■ Tasks to carry out:
**1.** In the memoir excerpt about acting, what role did the narrator play in the film Lansky?
**2.** Put the lines of the listing between the line holding "TARGET = dark storm cloud" and the line holding "x=383, y=160", inclusive, into a JSON list of strings with one string per line, skipping blank lines.

begin Source excerpt

Years after I had moved away from New York to Los Angeles, I had the privilege of working with Richard Dreyfuss. The film was
Lansky
, and I was playing his wife. We were filming a scene in the bedroom. Richard was giving me some direction about how I should cry while he opened some drawers to pack for a trip. He said, “Now, when I open the first drawer, I want you to give me a little cry, and I'll be taking the clothes from the drawer and putting them in the suitcase. Then when I open the second drawer, you'll give me a big cry and I'll slam the first drawer, then you'll give me a big cry and say, ‘Meyer, please!' and I'll slam the second drawer and turn around…” I was lost. All I could think of was Richard Dreyfuss packing and being funny in
The Goodbye Girl
. My tears dried up and turned to laughter. I just covered my face with my hands and pretended I was crying. The director came in and pulled me aside, and said, “Is there a problem? It looks like you're laughing.”

“Yes, there's a problem,” I said. “The man packs funny! He won an Oscar for packing funny!”

Richard Dreyfuss said, “I wanted to be Spencer Tracy because I knew I would never be Errol Flynn.”

I wanted to be Richard Dreyfuss because I knew I would never be Farrah Fawcett or Christie Brinkley. So my question is, Now do you see why it's so important to know who Spencer Tracy is?

 

CHAPTER SEVEN

Screaming for Marty

“Look at how good I look in a turban. I need to be in
The Last Temptation of Christ
.” Funny, I never got the call.

When I was at my first acting school, the faculty would ask first-year students to play minor parts in some of the senior stage productions so the teachers could chart our progress. I was tapped for a small role in a William Inge play called
Natural Affection
.
Natural Affection
told the story of a juvenile delinquent violently acting out against his mother. I played the neighbor who lives across the hall. I was thrilled. Then I actually read the play. I had two scenes. In the first, I'm coming home from a date. I had a couple lines. My second scene was the last one of the play. I enter their apartment looking for the mother's boyfriend, calling out “Bernie! Bernie!” The boy—angry because he has to go back to reform school—picks up a kitchen knife and stabs me to death. Then, as I lie dead on the living room floor, he drinks a glass of milk. Curtain. The End.

end Source excerpt
begin Excerpted data

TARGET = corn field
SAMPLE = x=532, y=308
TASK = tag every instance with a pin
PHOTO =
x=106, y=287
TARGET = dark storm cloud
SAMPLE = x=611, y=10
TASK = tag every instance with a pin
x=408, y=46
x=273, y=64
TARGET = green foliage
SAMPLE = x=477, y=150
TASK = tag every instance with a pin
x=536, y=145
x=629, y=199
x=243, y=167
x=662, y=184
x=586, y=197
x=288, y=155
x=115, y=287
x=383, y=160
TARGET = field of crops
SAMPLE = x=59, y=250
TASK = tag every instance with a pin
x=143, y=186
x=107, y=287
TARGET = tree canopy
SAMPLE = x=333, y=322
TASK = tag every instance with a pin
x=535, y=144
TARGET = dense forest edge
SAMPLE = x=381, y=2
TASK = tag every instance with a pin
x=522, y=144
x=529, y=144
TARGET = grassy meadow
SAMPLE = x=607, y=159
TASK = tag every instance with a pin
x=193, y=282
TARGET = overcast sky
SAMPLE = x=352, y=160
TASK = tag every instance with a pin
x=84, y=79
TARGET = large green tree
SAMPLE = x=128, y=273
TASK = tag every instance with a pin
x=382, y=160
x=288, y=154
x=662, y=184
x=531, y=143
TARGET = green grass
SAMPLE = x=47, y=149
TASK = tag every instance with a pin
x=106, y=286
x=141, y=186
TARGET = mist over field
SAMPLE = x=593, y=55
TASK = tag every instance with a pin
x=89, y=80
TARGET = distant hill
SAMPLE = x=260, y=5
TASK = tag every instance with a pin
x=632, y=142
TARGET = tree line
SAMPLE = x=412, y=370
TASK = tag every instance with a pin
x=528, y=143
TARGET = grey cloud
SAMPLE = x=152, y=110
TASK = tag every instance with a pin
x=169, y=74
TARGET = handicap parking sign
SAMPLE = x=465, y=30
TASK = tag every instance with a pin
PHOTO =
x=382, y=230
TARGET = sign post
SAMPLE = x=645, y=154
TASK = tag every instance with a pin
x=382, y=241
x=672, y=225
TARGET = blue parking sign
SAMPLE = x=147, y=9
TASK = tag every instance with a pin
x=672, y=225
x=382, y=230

end Excerpted data

■ Outputs for the tasks:
**1.** Richard Dreyfuss's wife

**2.**
[
  "TARGET = dark storm cloud",
  "SAMPLE = x=611, y=10",
  "TASK = tag every instance with a pin",
  "x=408, y=46",
  "x=273, y=64",
  "TARGET = green foliage",
  "SAMPLE = x=477, y=150",
  "TASK = tag every instance with a pin",
  "x=536, y=145",
  "x=629, y=199",
  "x=243, y=167",
  "x=662, y=184",
  "x=586, y=197",
  "x=288, y=155",
  "x=115, y=287",
  "x=383, y=160"
]